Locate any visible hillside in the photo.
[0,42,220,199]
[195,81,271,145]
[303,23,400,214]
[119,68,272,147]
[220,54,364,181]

○ ○ ○

=== TO DO ===
Find each line above that contains the word "photo" and copy it out in full.

=== SOLUTION FOR THIS EXERCISE ===
Locate any visible hillside in the photo.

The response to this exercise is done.